The prolonged viability of FE3A growth-arrested IB4 cells contrasts with the apoptosis observed with E2 inactivation in E2ER LCLs despite down-regulation of c-myc in both systems. Continued LMP1 expression and downstream NF-κB activation in the FE3A-overexpressing IB4 LCLs and down-regulation of LMP1 in E2ER LCLs likely account for at least part of this difference (25). However, MycERTM activation in LCL cells that were growth arrested as a consequence of FE3A overexpression partially restored S-phase entry and resulted in apoptotic cell death, whereas MycERTM activation in these cells in the absence of E3A overexpression did not cause apoptosis. Furthermore, forced c-myc expression in E2ER LCLs following E2ER withdrawal restored both viability and proliferation without LMP1 expression (58). These results suggest that the balance of pro- and antiapoptotic genes may be differentially affected by E2 and by E2 through RBP. An E2 RBP-dependent protein may be missing and required to prevent apoptosis with MycERTM activation in E3A-overexpressing IB4 cells in the context of an E2-dependent and RBP-independent proapoptotic protein.

In supporting a role for RBP in E2-mediated c-myc up-regulation, our data also lend tangential support to the possibility that transcriptional activation of c-myc can be downstream of Notch1 activation, as was recently observed in a clone of E2ER-inactivated LCLs. Constitutively activated forms of Notch1 are associated with human T-cell leukemia, and retrovirus-mediated expression of activated Notch IC in mouse bone marrow can cause T-cell leukemia (3, 15, 17, 57). Notch IC certainly activates transcription through RBP, and RBP has a critical role in cell fate determinations (4, 6). In the absence of Notch or E2 activation, RBP is bound at promoter sites and silences gene expression by constitutive recruitment of the SKIP-SMRT-mSin3A corepressor complex and histone deacetylases (35, 42, 84, 85). Furthermore, activated Notch2 in B-lymphocyte chronic lymphocytic leukemia can activate CD23 and inhibit apoptosis (36). However, PU.1 or other transcription factor sites in the human c-myc promoter may specifically enable E2 to activate c-myc through RBP, and Notch IC may activate transcription through factors in addition to RBP (3). Indeed, activation of Notch1 can collaborate with c-myc overexpression in aggressive tumor induction in a mouse thymoma model (24, 34), suggesting that Notch1 affects pathways other than c-myc activation. Moreover, activating mutations of Notch1 are similar to pim1 in cooperating with E2-PBX1 in murine leukemogenesis (17, 18). The essential mechanisms of Notch1 and pim1 complementation remain uncertain; c-myc enhancement could be an important effect. Pim1 phosphorylates p100, a regulator of c-Myb and of the E2 acidic activation domain; phosphorylated p100 may enhance c-Myb activation of c-myc (14, 48, 69).
++++++++
WORK INSTRUCTION 1:
Answer these from the text on c-myc regulation:
(a) What did forced c-myc expression in E2ER LCLs restore following E2ER withdrawal?
(b) What can activated Notch2 do in B-lymphocyte chronic lymphocytic leukemia?
(c) What does Pim1 phosphorylate?
WORK INSTRUCTION 2:
How would you render this sentence from the text on c-myc regulation in Spanish: "Notch IC certainly activates transcription through RBP, and RBP has a critical role in cell fate determinations (4, 6)."?

AVAILABLE DATA:
++++++++
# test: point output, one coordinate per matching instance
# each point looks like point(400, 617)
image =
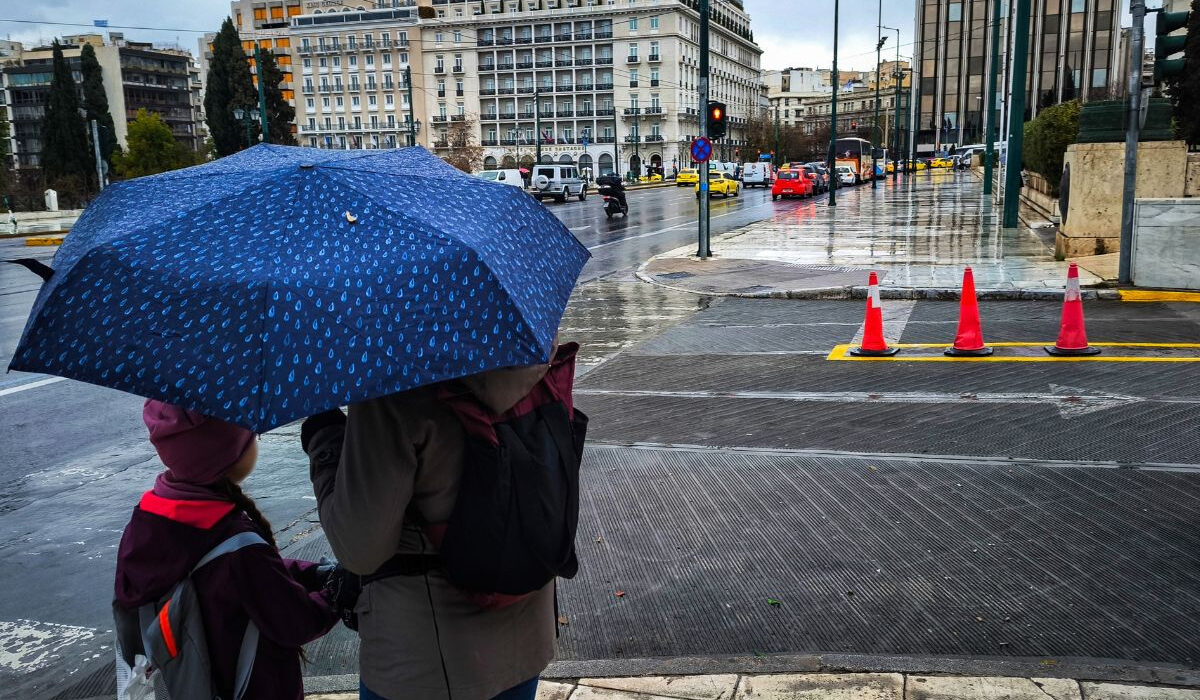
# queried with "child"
++++++++
SOLUTION 1:
(a) Both viability and proliferation, without LMP1 expression.
(b) It can activate CD23 and inhibit apoptosis.
(c) p100, a regulator of c-Myb and of the E2 acidic activation domain.

SOLUTION 2:
Notch IC sin duda activa la transcripción a través de RBP, y RBP desempeña un papel fundamental en las determinaciones del destino celular (4, 6).